Provided data →
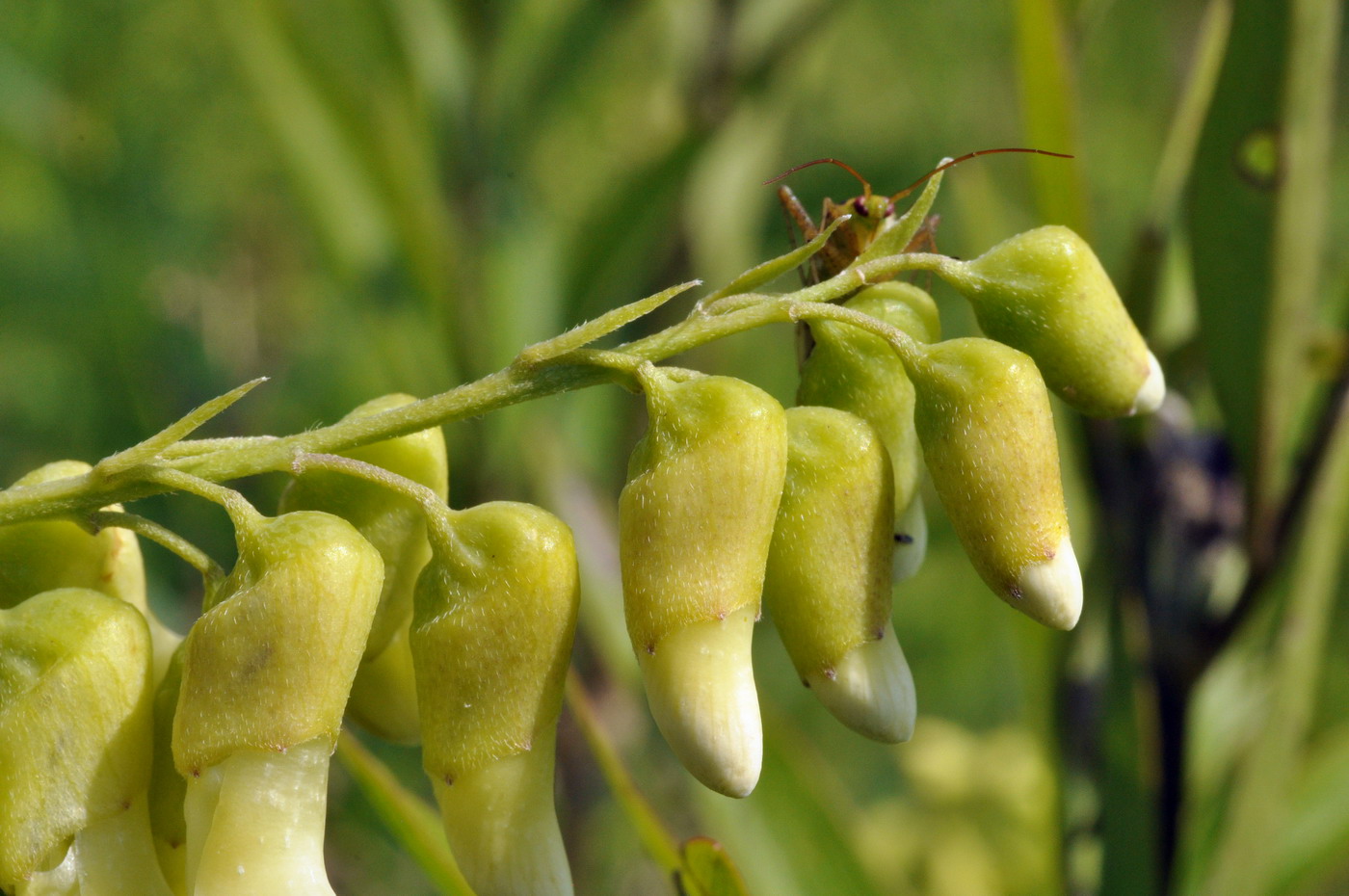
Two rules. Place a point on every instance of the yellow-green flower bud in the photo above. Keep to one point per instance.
(57, 553)
(384, 697)
(168, 787)
(988, 436)
(270, 661)
(390, 521)
(857, 371)
(829, 572)
(695, 524)
(74, 744)
(492, 625)
(1045, 293)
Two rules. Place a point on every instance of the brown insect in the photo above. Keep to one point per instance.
(870, 213)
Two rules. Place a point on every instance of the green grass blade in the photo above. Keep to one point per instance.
(708, 871)
(1260, 805)
(648, 825)
(1257, 222)
(1317, 838)
(1048, 90)
(410, 821)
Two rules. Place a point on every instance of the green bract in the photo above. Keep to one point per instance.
(988, 436)
(492, 625)
(857, 371)
(695, 524)
(74, 744)
(1045, 293)
(384, 697)
(270, 661)
(829, 572)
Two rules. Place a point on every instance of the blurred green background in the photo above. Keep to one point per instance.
(355, 198)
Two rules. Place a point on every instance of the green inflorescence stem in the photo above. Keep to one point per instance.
(525, 380)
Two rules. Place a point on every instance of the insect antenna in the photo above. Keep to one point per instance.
(866, 188)
(950, 164)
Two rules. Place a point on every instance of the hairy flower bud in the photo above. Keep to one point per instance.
(74, 744)
(384, 697)
(829, 572)
(270, 661)
(857, 371)
(57, 553)
(1045, 293)
(492, 625)
(695, 524)
(988, 436)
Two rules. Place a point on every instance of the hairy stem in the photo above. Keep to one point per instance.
(522, 381)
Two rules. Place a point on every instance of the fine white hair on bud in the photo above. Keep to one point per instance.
(1052, 589)
(870, 690)
(701, 689)
(1152, 390)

What you are asked to do → Could you scale the records above, beginning at the line that has "Two rules. Place a point on every instance of the blurred" and stopping after the last line of the records? Repeat every line in that span, requests included, with each point coordinate multiplied by 1.05 and rounded to a whole number, halves rounded up.

Response to the task →
Two rules. Place a point on every instance of the blurred green background in the photo above. Keep to one point per instance.
(373, 208)
Two rules. Place a point on every instance of the green inflorescence stem in the photo above. Keep to one point per instance.
(551, 399)
Two rules. Place a point on every instance of the insect antenna in the photo above. Keep to one point per instance.
(909, 197)
(998, 172)
Two rules. Place a point on every instance of the hairy flower bud in the photo above. Keep to one point per instance.
(78, 781)
(403, 732)
(870, 601)
(284, 694)
(900, 390)
(60, 581)
(1097, 308)
(517, 656)
(730, 550)
(1037, 458)
Two rules. Place a point on every instance of the hairy stem in the photo above. Keep to one point per instance.
(548, 400)
Two rules. Place a point on every instance of the fine white hair on bud in the photo above. Keep to one point per instance.
(1105, 618)
(914, 725)
(736, 723)
(1210, 410)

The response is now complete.